→ LISTED ENTRIES:
# # # #

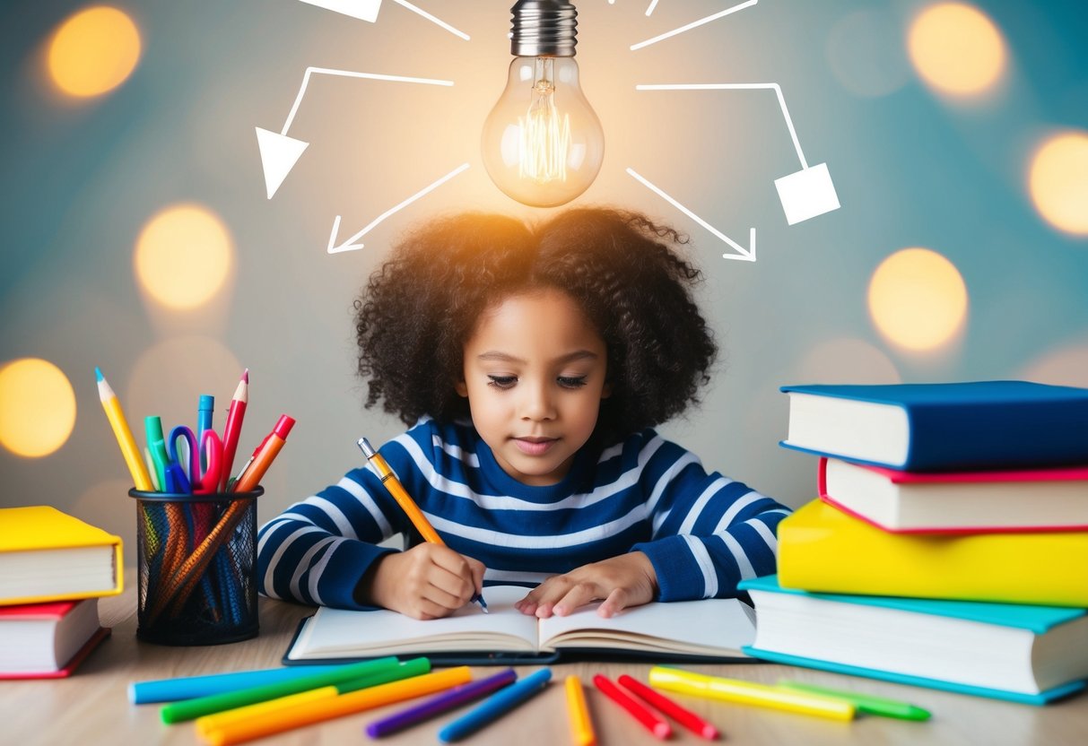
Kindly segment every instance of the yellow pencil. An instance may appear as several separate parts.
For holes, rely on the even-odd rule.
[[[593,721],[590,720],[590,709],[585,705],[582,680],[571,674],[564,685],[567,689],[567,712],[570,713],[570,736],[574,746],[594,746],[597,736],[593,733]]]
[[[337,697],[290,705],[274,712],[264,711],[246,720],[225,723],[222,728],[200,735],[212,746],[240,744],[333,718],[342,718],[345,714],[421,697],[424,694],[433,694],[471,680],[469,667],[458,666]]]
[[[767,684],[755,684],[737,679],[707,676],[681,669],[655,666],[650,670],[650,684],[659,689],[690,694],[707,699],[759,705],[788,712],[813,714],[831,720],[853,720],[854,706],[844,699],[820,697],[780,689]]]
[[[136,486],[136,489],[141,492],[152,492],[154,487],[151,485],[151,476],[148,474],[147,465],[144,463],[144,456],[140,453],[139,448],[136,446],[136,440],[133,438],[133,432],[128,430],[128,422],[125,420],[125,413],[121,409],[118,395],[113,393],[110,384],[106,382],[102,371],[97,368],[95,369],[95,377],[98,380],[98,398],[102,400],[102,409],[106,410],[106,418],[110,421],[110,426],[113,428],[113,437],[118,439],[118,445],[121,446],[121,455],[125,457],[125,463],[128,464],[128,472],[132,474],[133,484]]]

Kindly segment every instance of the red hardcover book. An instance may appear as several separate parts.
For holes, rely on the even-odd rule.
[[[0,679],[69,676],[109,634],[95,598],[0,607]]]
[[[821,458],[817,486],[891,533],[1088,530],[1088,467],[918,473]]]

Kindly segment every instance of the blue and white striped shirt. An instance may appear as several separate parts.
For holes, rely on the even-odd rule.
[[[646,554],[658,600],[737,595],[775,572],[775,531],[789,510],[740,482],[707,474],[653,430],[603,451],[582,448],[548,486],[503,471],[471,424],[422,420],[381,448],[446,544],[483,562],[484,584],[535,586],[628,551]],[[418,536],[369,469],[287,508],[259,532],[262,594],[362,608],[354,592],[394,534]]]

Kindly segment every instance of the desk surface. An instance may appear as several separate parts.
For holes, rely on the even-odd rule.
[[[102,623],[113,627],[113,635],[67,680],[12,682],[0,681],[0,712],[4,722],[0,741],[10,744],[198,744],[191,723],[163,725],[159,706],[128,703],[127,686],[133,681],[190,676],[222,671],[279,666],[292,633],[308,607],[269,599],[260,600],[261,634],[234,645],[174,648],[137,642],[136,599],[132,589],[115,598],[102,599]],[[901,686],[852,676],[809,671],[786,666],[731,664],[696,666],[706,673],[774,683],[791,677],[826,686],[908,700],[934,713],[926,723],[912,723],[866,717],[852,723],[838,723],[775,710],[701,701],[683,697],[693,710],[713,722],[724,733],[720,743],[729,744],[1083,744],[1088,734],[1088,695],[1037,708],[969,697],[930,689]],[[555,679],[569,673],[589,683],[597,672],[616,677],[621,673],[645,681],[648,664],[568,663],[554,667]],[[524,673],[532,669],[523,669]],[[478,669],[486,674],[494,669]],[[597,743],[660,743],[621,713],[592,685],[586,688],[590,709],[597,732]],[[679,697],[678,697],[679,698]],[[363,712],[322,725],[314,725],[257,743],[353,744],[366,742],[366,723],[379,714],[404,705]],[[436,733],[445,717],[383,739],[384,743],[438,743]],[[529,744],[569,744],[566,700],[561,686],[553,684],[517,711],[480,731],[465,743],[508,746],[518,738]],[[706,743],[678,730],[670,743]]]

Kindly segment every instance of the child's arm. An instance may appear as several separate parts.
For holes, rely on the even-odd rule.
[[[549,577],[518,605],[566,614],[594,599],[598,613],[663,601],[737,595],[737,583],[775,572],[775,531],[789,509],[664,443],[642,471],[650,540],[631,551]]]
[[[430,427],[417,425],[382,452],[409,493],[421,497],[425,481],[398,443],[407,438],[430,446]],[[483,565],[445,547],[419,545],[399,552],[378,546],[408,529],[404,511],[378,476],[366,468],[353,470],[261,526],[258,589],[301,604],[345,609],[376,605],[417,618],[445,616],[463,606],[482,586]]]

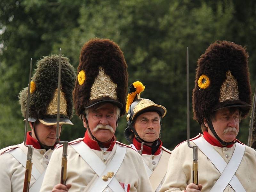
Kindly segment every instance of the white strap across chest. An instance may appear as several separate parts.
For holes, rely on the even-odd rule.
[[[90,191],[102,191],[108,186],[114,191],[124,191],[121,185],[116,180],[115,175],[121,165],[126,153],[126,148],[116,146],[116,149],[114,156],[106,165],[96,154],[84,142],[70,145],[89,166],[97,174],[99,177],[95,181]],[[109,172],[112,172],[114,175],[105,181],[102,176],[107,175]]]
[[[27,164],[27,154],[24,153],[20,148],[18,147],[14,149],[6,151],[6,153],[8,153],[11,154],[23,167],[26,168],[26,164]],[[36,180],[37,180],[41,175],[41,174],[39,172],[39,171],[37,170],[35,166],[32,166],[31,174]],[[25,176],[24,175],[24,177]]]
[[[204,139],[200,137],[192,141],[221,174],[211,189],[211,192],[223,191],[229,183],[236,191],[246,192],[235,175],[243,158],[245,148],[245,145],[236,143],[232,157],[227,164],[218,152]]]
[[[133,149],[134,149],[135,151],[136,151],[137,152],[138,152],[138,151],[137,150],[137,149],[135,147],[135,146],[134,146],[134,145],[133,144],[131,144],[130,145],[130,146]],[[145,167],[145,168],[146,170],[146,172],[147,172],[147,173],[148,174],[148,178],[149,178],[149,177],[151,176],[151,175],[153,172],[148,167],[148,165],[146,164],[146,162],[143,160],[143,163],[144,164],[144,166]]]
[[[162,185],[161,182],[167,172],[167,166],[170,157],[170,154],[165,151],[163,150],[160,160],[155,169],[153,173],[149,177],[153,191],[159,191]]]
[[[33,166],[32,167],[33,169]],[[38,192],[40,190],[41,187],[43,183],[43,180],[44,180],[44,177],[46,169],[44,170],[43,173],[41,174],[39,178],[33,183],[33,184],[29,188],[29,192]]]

# # # #

→ THE REQUEST: Tally the lines in the rows above that contain the string "white", matching case exactly. Reply with the number alone.

→ SOLVED EXERCISE: 2